**ITEMS:**
— START —

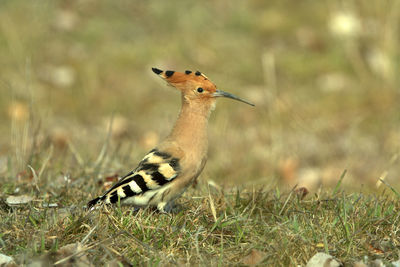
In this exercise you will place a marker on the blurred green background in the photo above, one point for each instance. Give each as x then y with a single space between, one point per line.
323 75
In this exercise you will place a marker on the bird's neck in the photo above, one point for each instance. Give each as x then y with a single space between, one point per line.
190 130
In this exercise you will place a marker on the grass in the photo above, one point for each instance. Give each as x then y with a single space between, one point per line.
79 106
214 227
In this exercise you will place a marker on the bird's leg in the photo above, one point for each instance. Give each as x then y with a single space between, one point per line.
168 207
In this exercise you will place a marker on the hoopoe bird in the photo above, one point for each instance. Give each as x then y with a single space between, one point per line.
167 170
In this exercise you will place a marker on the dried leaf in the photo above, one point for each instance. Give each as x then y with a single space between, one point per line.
18 200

— END —

**DESCRIPTION OF THE TASK:** Reproduce all of the data above word for word, keeping every line in its original order. Leave the pictures out.

**FULL RESPONSE:**
In this exercise you will place a marker on the blurred green background in the photo above, one point for each instance. Give each as x then y with a single space between, one point per line.
323 75
In this exercise you will place a marker on the bird's neck in the photo above, one point for each instance. Give each as x then y with a single space between, one point per line.
190 130
In this exercise you will place a marker on the grass in the photo above, one point for each instance. Give each as x then y with a single space between, one point per line.
79 106
214 227
In this exercise you will place a marker on the bird's leg in the photo above, one point for each instance. Give each as x then y with a single space between, one point per line.
168 207
In this exercise you will place a marker on the hoopoe bird in the photo above, one point for each instance. Give each as x then y with a single space between, one point per line.
167 170
In this exercise you will place a marker on the dried leaf in the photo above, one point for each instance. Give each as x then y with a single space between, one point per line.
18 200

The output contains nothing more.